• The task
Report every line below that contains the word "fishing", matching case exactly.

• Data for processing
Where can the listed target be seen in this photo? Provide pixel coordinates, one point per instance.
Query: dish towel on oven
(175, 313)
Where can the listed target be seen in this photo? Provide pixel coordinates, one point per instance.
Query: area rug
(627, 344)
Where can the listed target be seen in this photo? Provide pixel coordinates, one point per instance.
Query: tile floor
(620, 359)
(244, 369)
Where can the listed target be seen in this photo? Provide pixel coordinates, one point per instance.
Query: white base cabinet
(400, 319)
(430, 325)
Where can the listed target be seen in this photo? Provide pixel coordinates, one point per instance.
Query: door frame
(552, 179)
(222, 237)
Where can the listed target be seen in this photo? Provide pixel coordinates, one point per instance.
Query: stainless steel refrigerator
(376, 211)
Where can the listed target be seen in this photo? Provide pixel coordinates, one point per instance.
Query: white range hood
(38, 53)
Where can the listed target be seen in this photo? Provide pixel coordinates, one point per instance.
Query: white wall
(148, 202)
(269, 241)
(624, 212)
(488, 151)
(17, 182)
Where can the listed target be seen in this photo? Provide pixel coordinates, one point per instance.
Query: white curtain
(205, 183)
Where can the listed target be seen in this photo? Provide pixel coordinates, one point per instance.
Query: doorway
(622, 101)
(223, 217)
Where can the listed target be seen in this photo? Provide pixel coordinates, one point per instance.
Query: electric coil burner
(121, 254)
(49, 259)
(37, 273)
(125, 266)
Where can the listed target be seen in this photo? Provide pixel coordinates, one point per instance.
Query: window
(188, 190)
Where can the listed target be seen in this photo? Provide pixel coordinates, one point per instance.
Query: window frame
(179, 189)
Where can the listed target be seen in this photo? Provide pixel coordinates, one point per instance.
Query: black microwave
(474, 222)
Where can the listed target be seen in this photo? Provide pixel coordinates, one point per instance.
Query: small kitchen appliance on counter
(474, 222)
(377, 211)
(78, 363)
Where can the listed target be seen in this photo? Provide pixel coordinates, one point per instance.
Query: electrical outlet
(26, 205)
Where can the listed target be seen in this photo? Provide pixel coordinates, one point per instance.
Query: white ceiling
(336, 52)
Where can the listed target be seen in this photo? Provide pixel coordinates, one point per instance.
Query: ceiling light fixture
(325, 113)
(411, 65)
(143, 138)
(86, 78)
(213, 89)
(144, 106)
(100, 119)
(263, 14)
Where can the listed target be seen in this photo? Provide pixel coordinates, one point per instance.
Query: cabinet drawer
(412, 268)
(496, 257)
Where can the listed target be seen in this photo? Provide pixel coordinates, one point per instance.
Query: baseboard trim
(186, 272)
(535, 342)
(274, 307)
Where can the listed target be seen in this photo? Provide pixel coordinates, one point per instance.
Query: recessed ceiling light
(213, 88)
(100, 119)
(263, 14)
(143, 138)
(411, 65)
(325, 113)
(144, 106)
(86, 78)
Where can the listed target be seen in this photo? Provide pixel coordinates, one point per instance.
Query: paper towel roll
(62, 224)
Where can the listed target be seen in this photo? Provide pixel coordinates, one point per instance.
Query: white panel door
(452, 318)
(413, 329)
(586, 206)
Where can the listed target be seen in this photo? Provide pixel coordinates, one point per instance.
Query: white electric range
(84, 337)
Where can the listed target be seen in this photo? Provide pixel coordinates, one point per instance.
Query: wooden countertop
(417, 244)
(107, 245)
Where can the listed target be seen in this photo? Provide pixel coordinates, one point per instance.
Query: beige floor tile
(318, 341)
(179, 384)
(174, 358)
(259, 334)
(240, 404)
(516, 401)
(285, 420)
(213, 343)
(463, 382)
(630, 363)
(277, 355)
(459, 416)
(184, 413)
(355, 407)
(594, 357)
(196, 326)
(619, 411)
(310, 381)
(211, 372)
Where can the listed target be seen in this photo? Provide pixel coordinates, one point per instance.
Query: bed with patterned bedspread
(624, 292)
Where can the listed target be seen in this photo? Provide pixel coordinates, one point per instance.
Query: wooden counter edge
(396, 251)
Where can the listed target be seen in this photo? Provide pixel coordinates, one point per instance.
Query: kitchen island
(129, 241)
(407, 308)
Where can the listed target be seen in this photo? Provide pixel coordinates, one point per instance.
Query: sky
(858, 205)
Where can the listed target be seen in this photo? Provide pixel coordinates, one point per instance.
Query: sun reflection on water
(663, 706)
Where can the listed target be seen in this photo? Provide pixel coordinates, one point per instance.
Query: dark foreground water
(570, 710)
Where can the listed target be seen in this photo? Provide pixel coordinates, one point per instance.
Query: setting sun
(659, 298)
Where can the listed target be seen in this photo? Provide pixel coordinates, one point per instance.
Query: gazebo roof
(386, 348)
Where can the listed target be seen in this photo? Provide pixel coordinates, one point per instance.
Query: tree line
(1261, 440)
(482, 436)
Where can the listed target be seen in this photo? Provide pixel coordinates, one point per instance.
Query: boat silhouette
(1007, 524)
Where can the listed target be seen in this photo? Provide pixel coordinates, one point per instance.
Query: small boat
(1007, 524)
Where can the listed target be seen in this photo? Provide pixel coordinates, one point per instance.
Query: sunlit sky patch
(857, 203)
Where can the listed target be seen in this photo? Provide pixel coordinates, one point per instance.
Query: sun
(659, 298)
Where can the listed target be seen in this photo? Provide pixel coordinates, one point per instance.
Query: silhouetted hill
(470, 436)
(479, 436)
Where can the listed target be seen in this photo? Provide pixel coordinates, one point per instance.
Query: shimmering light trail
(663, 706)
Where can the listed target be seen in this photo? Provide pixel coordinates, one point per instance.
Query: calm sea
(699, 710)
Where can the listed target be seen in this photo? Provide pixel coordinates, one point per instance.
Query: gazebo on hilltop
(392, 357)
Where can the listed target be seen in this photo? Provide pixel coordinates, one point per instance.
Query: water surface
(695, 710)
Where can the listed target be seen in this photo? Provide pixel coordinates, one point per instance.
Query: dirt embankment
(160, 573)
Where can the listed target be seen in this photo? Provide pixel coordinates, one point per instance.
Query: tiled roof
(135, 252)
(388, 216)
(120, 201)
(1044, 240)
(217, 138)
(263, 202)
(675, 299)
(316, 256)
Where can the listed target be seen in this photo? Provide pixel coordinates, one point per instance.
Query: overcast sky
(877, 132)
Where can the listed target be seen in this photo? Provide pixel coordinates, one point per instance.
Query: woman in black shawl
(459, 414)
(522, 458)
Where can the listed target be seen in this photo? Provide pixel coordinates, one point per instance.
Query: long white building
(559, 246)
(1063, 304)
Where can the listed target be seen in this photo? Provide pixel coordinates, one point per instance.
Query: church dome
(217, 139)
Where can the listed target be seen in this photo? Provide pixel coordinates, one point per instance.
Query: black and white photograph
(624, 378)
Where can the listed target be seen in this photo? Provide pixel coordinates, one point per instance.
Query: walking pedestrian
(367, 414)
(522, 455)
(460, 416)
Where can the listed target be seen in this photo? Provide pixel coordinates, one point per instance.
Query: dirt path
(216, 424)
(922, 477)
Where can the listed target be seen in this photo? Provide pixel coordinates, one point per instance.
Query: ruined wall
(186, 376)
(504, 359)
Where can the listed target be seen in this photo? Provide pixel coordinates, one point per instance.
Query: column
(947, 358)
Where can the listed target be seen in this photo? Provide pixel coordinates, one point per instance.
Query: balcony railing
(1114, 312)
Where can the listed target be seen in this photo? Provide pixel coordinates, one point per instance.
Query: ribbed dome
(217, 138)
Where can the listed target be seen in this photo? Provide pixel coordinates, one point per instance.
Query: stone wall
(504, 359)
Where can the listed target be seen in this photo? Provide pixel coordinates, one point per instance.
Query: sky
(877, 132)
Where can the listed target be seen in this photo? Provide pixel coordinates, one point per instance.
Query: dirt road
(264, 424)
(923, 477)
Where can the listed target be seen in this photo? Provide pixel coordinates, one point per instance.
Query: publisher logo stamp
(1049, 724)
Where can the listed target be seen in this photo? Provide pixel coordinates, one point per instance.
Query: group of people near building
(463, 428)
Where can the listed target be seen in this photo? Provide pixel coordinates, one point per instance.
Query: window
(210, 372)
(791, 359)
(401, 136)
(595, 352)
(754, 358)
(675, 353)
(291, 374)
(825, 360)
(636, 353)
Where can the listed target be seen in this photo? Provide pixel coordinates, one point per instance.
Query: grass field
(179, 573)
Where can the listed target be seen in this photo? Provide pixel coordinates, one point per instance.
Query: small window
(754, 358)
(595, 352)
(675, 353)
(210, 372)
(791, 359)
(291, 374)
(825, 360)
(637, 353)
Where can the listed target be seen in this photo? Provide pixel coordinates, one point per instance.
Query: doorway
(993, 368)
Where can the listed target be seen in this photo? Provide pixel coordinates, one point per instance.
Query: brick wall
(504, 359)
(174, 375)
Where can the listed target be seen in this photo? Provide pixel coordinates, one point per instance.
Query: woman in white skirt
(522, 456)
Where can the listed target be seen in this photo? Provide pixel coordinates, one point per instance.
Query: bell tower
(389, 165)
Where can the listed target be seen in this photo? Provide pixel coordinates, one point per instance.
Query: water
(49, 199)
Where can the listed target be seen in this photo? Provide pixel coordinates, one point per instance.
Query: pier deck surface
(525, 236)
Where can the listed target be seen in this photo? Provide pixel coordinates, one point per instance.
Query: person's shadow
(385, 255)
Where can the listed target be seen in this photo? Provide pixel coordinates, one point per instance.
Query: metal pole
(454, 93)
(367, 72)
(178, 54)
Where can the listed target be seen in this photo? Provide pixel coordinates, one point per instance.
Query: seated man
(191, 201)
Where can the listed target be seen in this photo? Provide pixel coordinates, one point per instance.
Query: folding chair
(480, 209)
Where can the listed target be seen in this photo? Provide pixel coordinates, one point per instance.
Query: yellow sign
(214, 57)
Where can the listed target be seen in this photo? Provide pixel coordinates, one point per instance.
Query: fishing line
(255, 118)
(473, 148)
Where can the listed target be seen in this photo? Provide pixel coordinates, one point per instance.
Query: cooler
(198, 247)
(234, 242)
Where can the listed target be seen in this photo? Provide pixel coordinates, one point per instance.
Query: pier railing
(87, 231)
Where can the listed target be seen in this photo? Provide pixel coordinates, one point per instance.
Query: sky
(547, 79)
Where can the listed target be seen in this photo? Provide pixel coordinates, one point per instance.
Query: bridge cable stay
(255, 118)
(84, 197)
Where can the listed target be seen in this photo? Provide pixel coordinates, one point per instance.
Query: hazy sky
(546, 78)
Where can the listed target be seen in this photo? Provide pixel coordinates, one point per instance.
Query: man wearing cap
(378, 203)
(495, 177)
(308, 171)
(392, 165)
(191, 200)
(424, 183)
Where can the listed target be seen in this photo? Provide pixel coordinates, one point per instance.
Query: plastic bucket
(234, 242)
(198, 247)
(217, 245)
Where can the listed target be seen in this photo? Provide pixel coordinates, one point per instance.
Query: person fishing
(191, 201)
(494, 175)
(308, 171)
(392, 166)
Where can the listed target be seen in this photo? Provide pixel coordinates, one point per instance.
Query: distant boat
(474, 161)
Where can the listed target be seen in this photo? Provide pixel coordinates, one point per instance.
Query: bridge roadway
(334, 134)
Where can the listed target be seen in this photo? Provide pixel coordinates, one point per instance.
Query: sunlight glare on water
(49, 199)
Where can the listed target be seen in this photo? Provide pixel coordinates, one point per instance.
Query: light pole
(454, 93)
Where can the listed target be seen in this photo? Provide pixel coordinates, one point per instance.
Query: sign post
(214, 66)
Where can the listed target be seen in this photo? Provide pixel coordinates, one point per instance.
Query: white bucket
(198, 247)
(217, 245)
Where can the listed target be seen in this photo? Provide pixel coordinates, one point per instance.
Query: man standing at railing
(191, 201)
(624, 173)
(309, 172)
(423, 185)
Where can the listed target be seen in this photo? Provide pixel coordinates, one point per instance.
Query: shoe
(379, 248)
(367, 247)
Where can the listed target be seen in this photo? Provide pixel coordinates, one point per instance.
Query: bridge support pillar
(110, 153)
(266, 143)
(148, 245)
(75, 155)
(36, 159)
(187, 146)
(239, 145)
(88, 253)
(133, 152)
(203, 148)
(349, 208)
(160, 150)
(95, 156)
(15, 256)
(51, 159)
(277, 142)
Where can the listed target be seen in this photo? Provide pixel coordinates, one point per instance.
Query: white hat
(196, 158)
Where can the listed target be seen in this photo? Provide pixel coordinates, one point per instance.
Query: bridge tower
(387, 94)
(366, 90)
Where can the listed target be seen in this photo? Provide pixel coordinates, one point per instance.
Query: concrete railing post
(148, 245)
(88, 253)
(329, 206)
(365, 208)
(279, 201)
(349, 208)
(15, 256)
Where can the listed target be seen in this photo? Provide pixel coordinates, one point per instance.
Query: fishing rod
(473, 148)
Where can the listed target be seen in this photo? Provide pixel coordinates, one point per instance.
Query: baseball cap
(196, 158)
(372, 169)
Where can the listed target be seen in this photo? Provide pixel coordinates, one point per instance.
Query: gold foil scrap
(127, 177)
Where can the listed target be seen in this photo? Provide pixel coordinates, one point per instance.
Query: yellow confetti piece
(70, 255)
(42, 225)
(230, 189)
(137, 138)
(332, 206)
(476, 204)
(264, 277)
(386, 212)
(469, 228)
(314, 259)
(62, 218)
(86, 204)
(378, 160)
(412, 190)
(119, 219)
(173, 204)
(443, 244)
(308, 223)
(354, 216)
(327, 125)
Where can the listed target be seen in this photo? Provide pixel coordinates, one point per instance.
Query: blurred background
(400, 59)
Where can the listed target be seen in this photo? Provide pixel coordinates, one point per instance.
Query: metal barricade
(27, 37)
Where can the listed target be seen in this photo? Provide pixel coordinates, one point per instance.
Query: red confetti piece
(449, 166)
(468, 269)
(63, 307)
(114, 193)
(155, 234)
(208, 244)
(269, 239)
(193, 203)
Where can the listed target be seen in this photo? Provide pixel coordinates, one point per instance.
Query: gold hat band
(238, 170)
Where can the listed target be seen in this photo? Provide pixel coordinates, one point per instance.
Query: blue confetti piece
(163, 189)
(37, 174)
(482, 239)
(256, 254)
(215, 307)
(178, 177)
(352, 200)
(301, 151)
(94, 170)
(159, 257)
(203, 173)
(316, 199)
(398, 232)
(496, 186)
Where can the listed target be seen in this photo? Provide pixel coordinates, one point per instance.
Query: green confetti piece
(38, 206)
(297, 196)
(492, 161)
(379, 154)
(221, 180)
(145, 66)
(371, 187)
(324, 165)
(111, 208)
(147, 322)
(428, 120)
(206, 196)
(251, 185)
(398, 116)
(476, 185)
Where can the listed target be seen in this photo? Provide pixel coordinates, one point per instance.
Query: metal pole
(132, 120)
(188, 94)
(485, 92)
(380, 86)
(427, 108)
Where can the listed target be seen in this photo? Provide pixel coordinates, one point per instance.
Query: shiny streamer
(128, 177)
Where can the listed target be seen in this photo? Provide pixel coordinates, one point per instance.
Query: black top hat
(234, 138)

• Output for this exercise
Query: fishing line
Query: person fishing
Query: fishing rod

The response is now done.